■ **What you will do**
a) Answer these questions using the campaign finance article.
(i) What is the name of the proposed campaign finance reporting system?
(ii) Which body would provide the tool to state political campaigns for free?
(iii) What ratio does the article give for New York City's public match?
b) Reproduce the stretch of the campaign finance article from "By John Kaehny" through "and more transparent.".
c) Using the campaign finance article, decide whether each statement agrees with it. Answer yes or no for each, and quote the words that decide it.
(i) The state legislature has passed new campaign finance reform.
(ii) CSMART moved all New York City campaign reporting online this year.
(iii) The proposed tool would have campaigns file some of their reports on paper.

■ **Document section**
---------------

By John Kaehny / 2013 October 25th

New York has struggled to emerge from a long history of political scandals. In recent years, a number of the state’s most powerful elected officials have left office after indictments or convictions, as have numerous state legislators. The public’s unhappiness over the pervasive influence of money in state politics has led to a loud call for new legislation that would reform campaign finance and ethics laws. But the state legislature has resisted. Despite this inaction in Albany, we are optimistic that there are ways forward that do not require difficult legislation or political upheaval. For instance, New York — and other states — can use inexpensive technology to help make our campaign finance system cleaner, fairer and more transparent.

Our informal group of civic-minded technologists and transparency and campaign experts has created a blueprint for an affordable, state-of-the-art campaign finance reporting system called the State Open Campaign System. It’s like a super-charged TurboTax for campaign finance: a website based tool that would be made available by the Board of Election — for free — to every state political campaign to use for bookkeeping, reporting and donor tracking. All online, no paper. Our design builds on the New York City Campaign Finance Board’s web based CSMART, which moved all New York City campaign reporting online this year. Our team assembled earlier this year in the midst of a big push for a small donor matching program like New York City’s 6-1 public match, and lower caps on contributions. Experts on campaign finance agree that any public funded campaign matching program must be accompanied by rigorous reporting, oversight, and tough enforcement. They also agree that transparency and tough reporting are an integral part of any kind of clean campaign finance system.

---------------

■ **Recorded data**
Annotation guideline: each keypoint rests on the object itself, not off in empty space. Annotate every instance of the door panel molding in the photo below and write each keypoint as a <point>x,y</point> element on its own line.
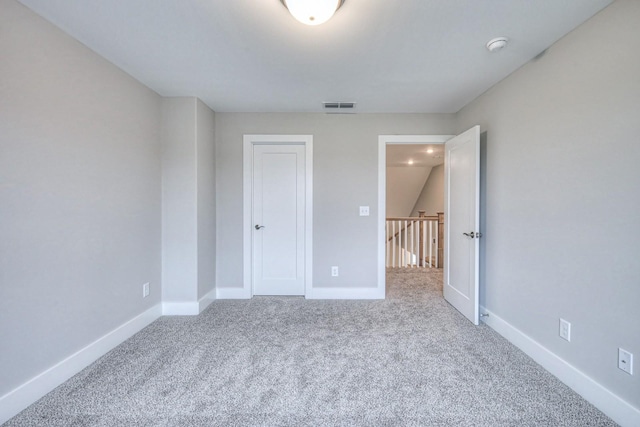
<point>462,222</point>
<point>248,143</point>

---------------

■ **List of solutions**
a)
(i) The State Open Campaign System.
(ii) The Board of Election.
(iii) 6-1.

b)
By John Kaehny / 2013 October 25th

New York has struggled to emerge from a long history of political scandals. In recent years, a number of the state’s most powerful elected officials have left office after indictments or convictions, as have numerous state legislators. The public’s unhappiness over the pervasive influence of money in state politics has led to a loud call for new legislation that would reform campaign finance and ethics laws. But the state legislature has resisted. Despite this inaction in Albany, we are optimistic that there are ways forward that do not require difficult legislation or political upheaval. For instance, New York — and other states — can use inexpensive technology to help make our campaign finance system cleaner, fairer and more transparent.

c)
(i) No: "But the state legislature has resisted."
(ii) Yes: "which moved all New York City campaign reporting online this year"
(iii) No: "All online, no paper."